=== Begin Enclosure ===
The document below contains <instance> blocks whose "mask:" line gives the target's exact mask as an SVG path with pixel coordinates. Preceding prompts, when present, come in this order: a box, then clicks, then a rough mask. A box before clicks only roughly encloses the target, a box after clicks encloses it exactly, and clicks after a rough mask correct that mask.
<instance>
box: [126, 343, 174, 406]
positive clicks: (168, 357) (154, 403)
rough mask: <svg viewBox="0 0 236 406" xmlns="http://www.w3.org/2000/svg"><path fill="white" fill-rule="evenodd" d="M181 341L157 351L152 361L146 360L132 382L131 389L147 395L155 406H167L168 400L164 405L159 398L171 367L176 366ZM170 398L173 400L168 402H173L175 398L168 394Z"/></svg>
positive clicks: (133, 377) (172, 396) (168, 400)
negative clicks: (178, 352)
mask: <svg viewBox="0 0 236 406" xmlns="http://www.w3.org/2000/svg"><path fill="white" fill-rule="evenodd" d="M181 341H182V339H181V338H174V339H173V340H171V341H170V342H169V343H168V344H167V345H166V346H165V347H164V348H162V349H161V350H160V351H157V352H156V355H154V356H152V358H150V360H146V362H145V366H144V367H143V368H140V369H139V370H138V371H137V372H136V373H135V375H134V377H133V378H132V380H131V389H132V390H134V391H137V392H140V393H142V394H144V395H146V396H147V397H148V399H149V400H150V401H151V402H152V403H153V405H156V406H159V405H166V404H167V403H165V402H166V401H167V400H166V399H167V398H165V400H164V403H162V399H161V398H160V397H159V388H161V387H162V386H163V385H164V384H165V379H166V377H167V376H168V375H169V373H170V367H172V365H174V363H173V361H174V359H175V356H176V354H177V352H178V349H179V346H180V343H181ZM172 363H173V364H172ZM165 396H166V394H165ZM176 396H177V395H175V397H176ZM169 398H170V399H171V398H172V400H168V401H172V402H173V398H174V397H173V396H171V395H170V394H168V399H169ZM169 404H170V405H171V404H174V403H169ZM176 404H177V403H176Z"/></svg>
=== End Enclosure ===
■ **ACTIVITY**
Rewrite the lines above as a numbered list, skipping any blank lines.

■ **RESULT OF THE EXERCISE**
1. The document below contains <instance> blocks whose "mask:" line gives the target's exact mask as an SVG path with pixel coordinates. Preceding prompts, when present, come in this order: a box, then clicks, then a rough mask. A box before clicks only roughly encloses the target, a box after clicks encloses it exactly, and clicks after a rough mask correct that mask.
2. <instance>
3. box: [126, 343, 174, 406]
4. positive clicks: (168, 357) (154, 403)
5. rough mask: <svg viewBox="0 0 236 406" xmlns="http://www.w3.org/2000/svg"><path fill="white" fill-rule="evenodd" d="M181 341L157 351L152 361L146 360L132 382L131 389L147 395L155 406H167L168 400L164 405L159 398L171 367L176 366ZM170 398L173 400L168 402H173L175 398L168 394Z"/></svg>
6. positive clicks: (133, 377) (172, 396) (168, 400)
7. negative clicks: (178, 352)
8. mask: <svg viewBox="0 0 236 406" xmlns="http://www.w3.org/2000/svg"><path fill="white" fill-rule="evenodd" d="M181 341H182V339H181V338H174V339H173V340H171V341H170V342H169V343H168V344H167V345H166V346H165V347H164V348H162V349H161V350H160V351H157V352H156V355H154V356H152V358H150V360H146V362H145V366H144V367H143V368H140V369H139V370H138V371H137V372H136V373H135V375H134V377H133V378H132V380H131V389H132V390H134V391H137V392H140V393H142V394H144V395H146V396H147V397H148V399H149V400H150V401H151V402H152V403H153V405H156V406H159V405H166V404H167V403H165V402H166V401H167V400H166V399H167V398H165V400H164V403H162V399H161V398H160V397H159V388H161V387H162V386H163V385H164V384H165V379H166V377H167V376H168V375H169V373H170V367H172V365H174V363H173V361H174V359H175V356H176V354H177V352H178V349H179V346H180V343H181ZM172 363H173V364H172ZM165 396H166V394H165ZM176 396H177V395H175V397H176ZM169 398H170V399H171V398H172V400H168V401H172V402H173V398H174V397H173V396H171V395H170V394H168V399H169ZM169 404H170V405H171V404H174V403H169ZM176 404H177V403H176Z"/></svg>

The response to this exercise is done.